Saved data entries
-- Begin --
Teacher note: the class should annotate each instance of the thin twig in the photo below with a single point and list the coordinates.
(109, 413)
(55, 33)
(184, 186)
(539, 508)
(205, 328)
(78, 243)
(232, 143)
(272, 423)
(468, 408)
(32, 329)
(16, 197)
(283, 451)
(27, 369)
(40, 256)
-- End --
**AIM OF THE EXERCISE**. Retype the lines above word for word, keeping every character the same.

**OUTPUT OF THE EXERCISE**.
Teacher note: the class should annotate each instance of the thin twig in the photo below with a single point and list the coordinates.
(109, 413)
(55, 33)
(184, 186)
(539, 508)
(205, 328)
(78, 243)
(232, 143)
(272, 423)
(468, 408)
(32, 329)
(16, 197)
(283, 451)
(27, 369)
(40, 256)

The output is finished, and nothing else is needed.